(Beginning of Page extract)

# 2018-11-08 Other analyses part 1

After a meeting with Andreas, Mie, and Jordi, I was asked to do some other tests to understand a few more things.

1. Correlate cell cycle with gene expression patterns. If in G2/M phase the transcription shuts down, then it's not so interesting to see that there are fewer cells expressing HIV. If, on the other side, HIV levels correlate well with other marker genes that are active, then it's more interesting.
2. Pool together all the data and extract the gene expression modules directly from the whole data set. See whether there are any interesting additional effects that come from there.
3. Look individually at the genes in the significant modules, and do a search of candidate association with HIV via PubMed.

## Cell cycle revisited

Let's start by looking at the cell cycle. Let's look at patterns of gene expression in the various phases.

In [None]:
source("/home/rcortini/work/CRG/projects/sc_hiv/scripts/sc_hiv.R")
scHiv <- process.sc_hiv()

First we remove the genes that have zero expression in all the cells, and we define the two expression matrices for the phases G1 and G2M.

We then calculate the average expression in the two subgroups, and then plot the results as a box plot.

(End of Page extract)
(Beginning of Record excerpts)

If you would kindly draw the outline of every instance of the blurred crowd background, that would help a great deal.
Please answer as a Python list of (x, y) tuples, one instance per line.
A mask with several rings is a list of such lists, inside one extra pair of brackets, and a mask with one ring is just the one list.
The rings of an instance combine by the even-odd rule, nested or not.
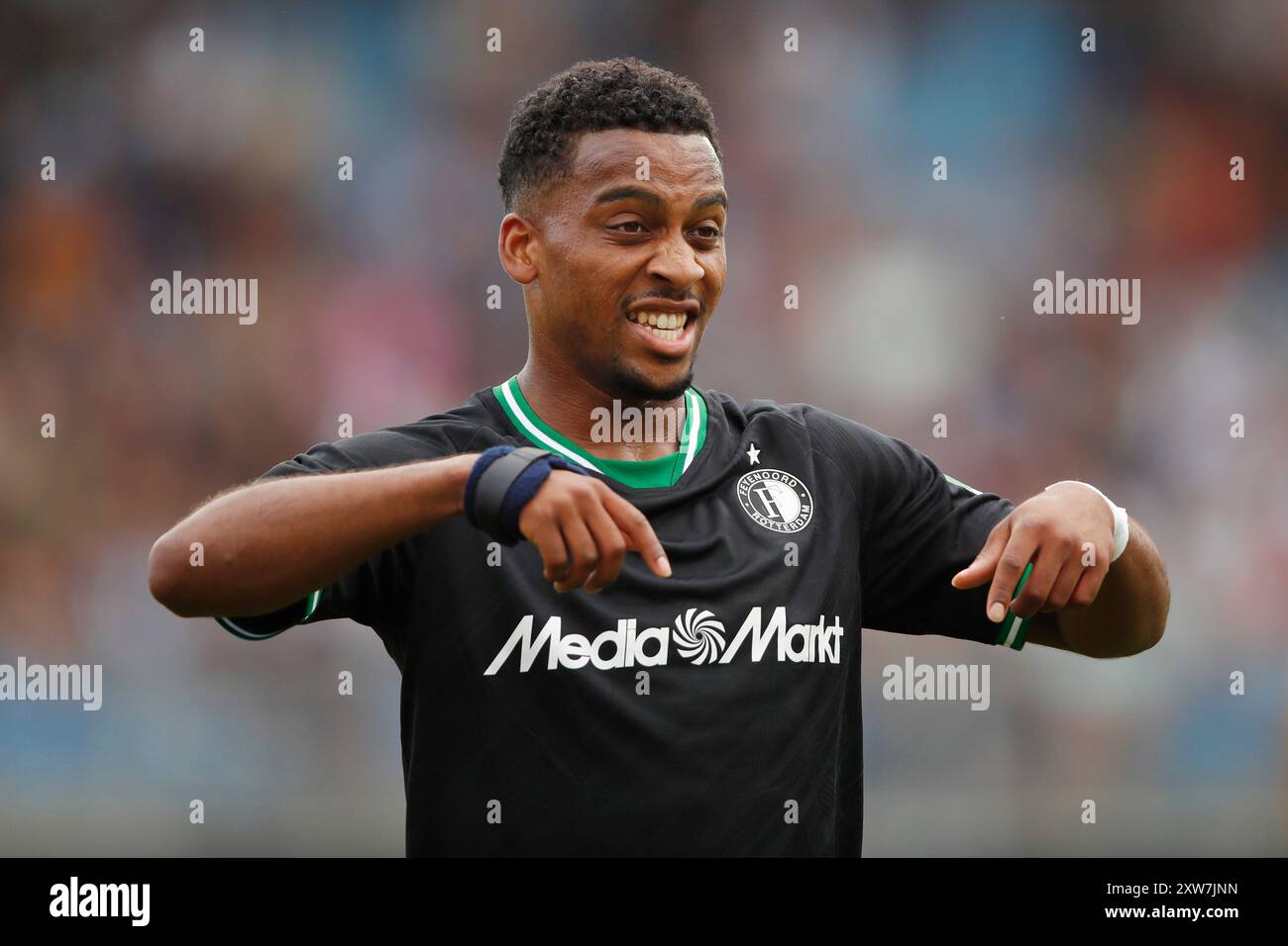
[[(341, 413), (415, 420), (522, 367), (506, 122), (618, 54), (693, 77), (720, 122), (729, 282), (701, 386), (819, 404), (1016, 502), (1095, 483), (1168, 566), (1167, 635), (1126, 660), (864, 632), (864, 853), (1283, 855), (1285, 48), (1275, 0), (10, 0), (0, 662), (100, 663), (104, 700), (0, 704), (0, 855), (403, 853), (375, 633), (182, 620), (148, 550)], [(1140, 278), (1139, 324), (1034, 314), (1057, 269)], [(155, 315), (173, 270), (258, 278), (258, 323)], [(882, 700), (909, 654), (988, 662), (988, 712)]]

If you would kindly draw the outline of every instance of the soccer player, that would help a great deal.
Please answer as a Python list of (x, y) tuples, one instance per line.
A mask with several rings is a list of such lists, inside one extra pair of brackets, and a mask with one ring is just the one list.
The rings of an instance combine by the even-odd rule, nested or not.
[(859, 855), (860, 627), (1018, 649), (1032, 620), (1091, 656), (1163, 633), (1158, 552), (1094, 487), (1015, 506), (826, 409), (693, 386), (723, 160), (684, 77), (546, 81), (500, 163), (523, 368), (318, 444), (153, 546), (179, 615), (376, 631), (408, 855)]

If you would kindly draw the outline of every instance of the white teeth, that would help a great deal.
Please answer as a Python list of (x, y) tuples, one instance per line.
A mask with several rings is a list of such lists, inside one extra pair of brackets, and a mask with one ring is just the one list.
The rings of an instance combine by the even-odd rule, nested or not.
[(684, 324), (689, 320), (689, 314), (683, 311), (634, 311), (627, 318), (632, 322), (639, 322), (641, 326), (671, 329), (684, 328)]
[(648, 326), (661, 339), (676, 341), (684, 335), (689, 314), (683, 311), (632, 311), (627, 314), (632, 322)]

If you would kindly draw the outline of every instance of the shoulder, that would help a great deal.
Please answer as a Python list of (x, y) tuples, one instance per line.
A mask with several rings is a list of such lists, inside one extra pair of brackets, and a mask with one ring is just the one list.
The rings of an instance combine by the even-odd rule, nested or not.
[(367, 470), (466, 453), (480, 431), (495, 427), (493, 413), (480, 393), (475, 393), (451, 411), (314, 444), (292, 459), (278, 463), (260, 479), (299, 472)]
[(724, 391), (705, 391), (712, 407), (719, 407), (735, 430), (752, 423), (795, 430), (810, 447), (837, 461), (862, 457), (890, 457), (911, 449), (902, 440), (866, 423), (842, 417), (827, 408), (804, 402), (777, 402), (756, 398), (739, 403)]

(End of Record excerpts)

▸ **Work to be completed**
Answer these questions from the analysis notes:
1. Which three people attended the meeting that led to the extra tests?
2. Where is the search for candidate associations with HIV to be done?
3. Which two phases are the expression matrices defined for?

▸ **Task answer**
1. Andreas, Mie, and Jordi
2. PubMed
3. G1 and G2M